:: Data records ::
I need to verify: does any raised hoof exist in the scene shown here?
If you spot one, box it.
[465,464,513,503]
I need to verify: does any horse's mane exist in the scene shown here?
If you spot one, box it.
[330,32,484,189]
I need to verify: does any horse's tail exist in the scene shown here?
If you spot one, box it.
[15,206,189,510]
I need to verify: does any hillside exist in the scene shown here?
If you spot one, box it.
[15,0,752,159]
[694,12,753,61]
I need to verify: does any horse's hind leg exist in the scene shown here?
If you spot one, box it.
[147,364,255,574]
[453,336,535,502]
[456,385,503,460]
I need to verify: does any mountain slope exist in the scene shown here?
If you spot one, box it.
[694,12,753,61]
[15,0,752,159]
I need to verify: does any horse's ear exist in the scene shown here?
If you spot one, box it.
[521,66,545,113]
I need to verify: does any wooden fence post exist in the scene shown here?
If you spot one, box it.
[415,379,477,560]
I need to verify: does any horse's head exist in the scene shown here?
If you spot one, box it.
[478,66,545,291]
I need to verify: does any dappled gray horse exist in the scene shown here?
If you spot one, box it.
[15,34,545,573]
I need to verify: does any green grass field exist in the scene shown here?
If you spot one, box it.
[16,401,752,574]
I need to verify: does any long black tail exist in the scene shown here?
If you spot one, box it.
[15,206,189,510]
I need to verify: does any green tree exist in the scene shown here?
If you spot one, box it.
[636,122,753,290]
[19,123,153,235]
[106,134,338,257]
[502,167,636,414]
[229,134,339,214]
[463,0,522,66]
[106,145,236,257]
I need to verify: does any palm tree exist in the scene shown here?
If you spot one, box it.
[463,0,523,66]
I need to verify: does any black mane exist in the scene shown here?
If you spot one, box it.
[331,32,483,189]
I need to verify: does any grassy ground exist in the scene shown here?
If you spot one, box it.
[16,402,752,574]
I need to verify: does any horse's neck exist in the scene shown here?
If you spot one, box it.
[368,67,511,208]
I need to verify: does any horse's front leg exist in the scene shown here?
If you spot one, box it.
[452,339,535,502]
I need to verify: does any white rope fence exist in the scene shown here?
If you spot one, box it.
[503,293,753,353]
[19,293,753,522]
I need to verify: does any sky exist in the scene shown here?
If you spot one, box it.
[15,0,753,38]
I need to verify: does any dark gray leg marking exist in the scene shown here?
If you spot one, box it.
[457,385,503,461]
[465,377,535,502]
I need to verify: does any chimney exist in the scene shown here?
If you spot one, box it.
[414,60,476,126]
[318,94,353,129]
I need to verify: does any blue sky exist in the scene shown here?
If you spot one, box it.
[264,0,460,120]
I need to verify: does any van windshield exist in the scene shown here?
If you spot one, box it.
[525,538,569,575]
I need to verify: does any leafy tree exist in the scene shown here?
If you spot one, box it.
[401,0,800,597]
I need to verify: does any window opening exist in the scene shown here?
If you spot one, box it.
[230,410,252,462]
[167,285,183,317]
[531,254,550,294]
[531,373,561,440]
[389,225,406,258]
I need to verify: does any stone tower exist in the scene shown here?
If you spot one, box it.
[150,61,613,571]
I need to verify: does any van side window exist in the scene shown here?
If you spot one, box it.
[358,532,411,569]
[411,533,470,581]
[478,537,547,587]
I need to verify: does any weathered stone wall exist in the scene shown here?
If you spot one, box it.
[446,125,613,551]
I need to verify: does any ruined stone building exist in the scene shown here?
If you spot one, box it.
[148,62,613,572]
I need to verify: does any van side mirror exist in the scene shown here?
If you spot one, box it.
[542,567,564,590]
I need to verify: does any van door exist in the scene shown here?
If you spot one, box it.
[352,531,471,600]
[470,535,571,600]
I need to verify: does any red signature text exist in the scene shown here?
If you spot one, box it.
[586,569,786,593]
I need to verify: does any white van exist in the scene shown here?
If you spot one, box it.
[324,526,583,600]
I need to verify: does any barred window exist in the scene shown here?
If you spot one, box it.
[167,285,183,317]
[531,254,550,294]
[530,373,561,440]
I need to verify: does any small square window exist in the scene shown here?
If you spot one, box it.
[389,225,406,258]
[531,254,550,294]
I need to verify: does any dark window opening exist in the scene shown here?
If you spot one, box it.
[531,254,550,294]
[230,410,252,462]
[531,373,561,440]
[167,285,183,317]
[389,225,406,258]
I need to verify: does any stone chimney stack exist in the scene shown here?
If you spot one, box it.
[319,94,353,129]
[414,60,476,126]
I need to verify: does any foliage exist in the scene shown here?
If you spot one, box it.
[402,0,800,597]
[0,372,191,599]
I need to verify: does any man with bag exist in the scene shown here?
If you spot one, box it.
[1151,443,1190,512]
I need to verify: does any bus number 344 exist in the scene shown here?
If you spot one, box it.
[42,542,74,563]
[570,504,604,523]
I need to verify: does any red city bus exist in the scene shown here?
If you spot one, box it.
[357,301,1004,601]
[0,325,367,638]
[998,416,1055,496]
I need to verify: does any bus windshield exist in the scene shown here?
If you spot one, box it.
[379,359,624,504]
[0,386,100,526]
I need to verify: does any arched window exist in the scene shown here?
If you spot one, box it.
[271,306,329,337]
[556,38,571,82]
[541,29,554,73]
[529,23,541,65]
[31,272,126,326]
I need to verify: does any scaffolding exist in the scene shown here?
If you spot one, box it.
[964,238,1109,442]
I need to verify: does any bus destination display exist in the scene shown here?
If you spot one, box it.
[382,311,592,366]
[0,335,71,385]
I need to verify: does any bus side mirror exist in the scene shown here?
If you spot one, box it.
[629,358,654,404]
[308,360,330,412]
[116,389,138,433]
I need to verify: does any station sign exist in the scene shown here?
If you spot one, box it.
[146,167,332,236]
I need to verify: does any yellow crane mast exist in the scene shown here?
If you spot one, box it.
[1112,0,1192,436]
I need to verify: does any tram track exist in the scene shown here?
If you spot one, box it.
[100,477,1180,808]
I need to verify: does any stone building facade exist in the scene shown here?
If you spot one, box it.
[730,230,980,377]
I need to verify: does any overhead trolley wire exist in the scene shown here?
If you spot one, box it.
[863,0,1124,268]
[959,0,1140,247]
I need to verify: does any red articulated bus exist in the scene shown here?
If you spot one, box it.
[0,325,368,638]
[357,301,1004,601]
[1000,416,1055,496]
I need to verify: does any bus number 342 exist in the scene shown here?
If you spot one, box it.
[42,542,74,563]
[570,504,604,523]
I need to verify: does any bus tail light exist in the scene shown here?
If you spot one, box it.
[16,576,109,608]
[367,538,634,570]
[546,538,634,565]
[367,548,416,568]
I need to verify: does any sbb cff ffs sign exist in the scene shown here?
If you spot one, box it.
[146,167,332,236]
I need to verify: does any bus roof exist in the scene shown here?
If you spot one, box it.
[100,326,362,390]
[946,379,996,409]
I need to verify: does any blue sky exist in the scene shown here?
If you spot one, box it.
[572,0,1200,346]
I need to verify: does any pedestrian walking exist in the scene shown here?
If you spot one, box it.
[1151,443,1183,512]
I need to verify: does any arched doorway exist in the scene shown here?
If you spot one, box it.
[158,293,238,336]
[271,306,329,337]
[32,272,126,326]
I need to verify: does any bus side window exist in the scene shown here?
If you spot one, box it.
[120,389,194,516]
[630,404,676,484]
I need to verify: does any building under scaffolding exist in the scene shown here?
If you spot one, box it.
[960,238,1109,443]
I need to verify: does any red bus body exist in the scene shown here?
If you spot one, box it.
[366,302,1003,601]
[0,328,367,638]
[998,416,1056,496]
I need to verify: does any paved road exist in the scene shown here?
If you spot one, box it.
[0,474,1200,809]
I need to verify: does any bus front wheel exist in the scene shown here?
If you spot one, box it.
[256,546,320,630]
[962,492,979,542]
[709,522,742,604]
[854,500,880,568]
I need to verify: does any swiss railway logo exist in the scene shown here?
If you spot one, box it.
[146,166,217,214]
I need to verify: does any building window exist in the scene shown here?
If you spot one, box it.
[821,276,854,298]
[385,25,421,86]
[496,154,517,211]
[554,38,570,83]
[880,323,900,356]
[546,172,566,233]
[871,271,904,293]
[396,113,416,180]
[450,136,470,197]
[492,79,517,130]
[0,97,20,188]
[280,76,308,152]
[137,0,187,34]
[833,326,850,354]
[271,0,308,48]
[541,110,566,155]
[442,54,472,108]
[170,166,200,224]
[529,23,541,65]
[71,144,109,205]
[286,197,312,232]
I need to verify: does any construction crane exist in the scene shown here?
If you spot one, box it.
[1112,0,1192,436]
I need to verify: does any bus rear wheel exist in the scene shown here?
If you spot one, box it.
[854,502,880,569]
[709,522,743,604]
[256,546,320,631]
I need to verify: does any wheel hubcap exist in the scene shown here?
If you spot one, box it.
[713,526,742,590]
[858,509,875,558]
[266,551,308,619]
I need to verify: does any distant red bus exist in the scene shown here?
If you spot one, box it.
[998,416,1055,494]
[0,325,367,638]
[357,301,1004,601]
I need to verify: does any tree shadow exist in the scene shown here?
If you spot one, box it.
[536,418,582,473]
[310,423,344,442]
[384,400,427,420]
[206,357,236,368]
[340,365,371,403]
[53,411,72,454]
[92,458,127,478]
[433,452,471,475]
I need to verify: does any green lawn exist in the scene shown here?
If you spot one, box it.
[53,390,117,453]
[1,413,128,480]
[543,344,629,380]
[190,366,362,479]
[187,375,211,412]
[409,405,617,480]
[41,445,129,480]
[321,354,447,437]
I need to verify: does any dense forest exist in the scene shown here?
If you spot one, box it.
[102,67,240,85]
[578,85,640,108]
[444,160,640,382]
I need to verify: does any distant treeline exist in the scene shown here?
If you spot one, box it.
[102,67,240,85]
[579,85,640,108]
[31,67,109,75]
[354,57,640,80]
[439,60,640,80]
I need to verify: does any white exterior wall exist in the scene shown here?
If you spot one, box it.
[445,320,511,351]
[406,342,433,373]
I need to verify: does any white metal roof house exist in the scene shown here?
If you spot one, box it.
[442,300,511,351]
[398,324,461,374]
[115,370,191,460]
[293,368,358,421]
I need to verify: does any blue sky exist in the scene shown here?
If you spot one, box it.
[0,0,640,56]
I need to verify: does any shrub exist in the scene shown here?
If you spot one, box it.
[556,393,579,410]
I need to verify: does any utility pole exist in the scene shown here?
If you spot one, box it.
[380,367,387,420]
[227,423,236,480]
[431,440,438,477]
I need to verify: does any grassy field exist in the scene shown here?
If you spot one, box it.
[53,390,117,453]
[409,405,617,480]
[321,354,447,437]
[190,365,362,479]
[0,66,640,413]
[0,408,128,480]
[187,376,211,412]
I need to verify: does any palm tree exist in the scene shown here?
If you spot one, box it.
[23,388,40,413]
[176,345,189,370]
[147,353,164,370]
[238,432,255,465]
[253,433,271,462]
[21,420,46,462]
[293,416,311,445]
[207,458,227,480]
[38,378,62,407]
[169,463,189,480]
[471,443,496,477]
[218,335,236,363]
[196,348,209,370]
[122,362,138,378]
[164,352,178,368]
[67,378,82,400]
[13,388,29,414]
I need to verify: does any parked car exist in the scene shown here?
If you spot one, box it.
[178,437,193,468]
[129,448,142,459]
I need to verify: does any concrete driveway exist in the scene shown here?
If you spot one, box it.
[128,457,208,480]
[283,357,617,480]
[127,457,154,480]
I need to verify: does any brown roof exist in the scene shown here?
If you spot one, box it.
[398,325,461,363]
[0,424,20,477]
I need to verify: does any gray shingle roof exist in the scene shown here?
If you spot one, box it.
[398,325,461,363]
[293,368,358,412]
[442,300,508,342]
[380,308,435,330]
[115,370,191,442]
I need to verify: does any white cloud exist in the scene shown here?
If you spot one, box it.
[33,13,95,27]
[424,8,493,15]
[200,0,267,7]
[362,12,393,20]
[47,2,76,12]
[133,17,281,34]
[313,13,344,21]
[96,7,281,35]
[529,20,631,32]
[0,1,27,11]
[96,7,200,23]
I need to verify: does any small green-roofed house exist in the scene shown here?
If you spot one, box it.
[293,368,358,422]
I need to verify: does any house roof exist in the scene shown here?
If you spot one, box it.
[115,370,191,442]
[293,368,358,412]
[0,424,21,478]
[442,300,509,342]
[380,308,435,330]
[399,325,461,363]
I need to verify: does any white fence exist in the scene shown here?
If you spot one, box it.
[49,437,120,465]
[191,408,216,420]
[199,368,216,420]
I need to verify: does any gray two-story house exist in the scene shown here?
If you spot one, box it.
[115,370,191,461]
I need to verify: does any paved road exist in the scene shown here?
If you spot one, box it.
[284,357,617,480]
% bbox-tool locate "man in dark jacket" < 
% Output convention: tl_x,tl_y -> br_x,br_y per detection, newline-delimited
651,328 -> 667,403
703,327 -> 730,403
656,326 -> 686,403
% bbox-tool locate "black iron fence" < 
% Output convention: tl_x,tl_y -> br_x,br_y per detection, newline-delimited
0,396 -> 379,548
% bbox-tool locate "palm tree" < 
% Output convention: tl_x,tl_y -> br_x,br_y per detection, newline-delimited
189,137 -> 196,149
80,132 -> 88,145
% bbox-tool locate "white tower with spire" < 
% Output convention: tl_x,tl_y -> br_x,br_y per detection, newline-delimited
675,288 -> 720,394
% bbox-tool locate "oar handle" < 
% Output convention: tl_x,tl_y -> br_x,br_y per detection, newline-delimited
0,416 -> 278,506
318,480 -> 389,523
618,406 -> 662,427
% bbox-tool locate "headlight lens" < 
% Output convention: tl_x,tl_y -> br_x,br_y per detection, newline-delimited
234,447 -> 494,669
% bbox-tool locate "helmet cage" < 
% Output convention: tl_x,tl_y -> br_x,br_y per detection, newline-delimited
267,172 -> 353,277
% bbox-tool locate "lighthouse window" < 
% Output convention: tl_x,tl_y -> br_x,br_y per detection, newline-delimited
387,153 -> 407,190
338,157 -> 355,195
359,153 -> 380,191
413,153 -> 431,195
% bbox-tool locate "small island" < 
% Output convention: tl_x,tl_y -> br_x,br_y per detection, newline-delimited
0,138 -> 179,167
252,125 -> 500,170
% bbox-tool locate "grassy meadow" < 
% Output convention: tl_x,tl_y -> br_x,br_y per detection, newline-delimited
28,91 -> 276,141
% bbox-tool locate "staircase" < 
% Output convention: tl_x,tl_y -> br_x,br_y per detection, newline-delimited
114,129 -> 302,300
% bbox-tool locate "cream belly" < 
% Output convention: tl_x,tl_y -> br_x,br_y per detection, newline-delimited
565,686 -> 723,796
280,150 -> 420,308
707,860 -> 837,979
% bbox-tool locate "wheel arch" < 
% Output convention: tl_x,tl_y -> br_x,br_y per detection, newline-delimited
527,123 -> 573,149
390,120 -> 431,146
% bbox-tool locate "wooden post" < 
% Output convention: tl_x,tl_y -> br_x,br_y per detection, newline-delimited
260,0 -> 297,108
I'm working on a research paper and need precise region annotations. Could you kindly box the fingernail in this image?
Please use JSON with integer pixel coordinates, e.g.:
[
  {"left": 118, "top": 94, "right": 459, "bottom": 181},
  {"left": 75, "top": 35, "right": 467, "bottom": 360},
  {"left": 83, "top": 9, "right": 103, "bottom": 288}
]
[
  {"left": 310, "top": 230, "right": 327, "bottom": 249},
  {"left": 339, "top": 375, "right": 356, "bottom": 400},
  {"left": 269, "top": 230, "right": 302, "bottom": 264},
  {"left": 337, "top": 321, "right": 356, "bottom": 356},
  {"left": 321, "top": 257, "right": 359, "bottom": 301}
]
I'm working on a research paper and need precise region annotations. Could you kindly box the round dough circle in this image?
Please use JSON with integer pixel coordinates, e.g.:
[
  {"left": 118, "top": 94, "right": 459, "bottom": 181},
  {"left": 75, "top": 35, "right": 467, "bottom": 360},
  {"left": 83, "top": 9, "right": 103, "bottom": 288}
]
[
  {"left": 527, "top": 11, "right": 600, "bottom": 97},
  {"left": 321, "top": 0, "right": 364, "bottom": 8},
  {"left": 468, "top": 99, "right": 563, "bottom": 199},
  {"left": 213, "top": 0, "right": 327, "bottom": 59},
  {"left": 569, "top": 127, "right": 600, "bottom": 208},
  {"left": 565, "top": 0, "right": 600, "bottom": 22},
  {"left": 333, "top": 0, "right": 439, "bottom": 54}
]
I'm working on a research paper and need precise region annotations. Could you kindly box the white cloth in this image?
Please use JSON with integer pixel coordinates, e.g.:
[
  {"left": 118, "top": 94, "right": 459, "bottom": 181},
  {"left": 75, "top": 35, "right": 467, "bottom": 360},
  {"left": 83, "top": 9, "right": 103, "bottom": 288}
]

:: Exercise description ::
Set down, unchanged, the stretch of the listing from the line containing "I need to verify: does any white fence" through the line containing "28,91 -> 276,141", including both.

:: Complete answer ::
I need to verify: does any white fence exist in the scene shown here?
If you spot one, box it.
[49,437,120,465]
[191,408,216,420]
[199,368,216,420]
I need to verify: does any gray two-story house exist in the scene shown here?
If you spot one, box it.
[115,370,191,461]
I need to verify: does any paved road exist in the scene shown here?
If you spot one, box it.
[284,357,617,480]
% bbox-tool locate "man in dark jacket" < 
% Output convention: tl_x,tl_y -> br_x,br_y per detection, newline-delimited
651,328 -> 667,403
703,327 -> 730,403
656,326 -> 686,403
% bbox-tool locate "black iron fence" < 
% Output convention: tl_x,tl_y -> br_x,br_y per detection, newline-delimited
0,396 -> 379,548
% bbox-tool locate "palm tree" < 
% Output convention: tl_x,tl_y -> br_x,br_y per detection, newline-delimited
189,137 -> 196,149
80,132 -> 88,145
% bbox-tool locate "white tower with spire" < 
% Output convention: tl_x,tl_y -> br_x,br_y per detection, newline-delimited
675,288 -> 720,394
% bbox-tool locate "oar handle" < 
% Output convention: tl_x,tl_y -> br_x,br_y per detection, newline-delimited
0,416 -> 278,506
318,480 -> 389,523
618,406 -> 662,427
% bbox-tool locate "headlight lens" < 
% Output convention: tl_x,tl_y -> br_x,br_y per detection, newline-delimited
234,447 -> 494,669
% bbox-tool locate "helmet cage" < 
% Output convention: tl_x,tl_y -> br_x,br_y per detection, newline-delimited
267,172 -> 353,277
% bbox-tool locate "lighthouse window" < 
% Output convention: tl_x,tl_y -> br_x,br_y per detection, newline-delimited
387,153 -> 407,190
338,157 -> 355,195
359,153 -> 380,191
413,153 -> 431,195
% bbox-tool locate "small island" < 
% Output convention: tl_x,tl_y -> br_x,br_y per detection, newline-delimited
0,138 -> 179,167
252,125 -> 500,170
% bbox-tool locate "grassy meadow" < 
% Output convention: tl_x,tl_y -> br_x,br_y per detection, newline-delimited
28,91 -> 276,141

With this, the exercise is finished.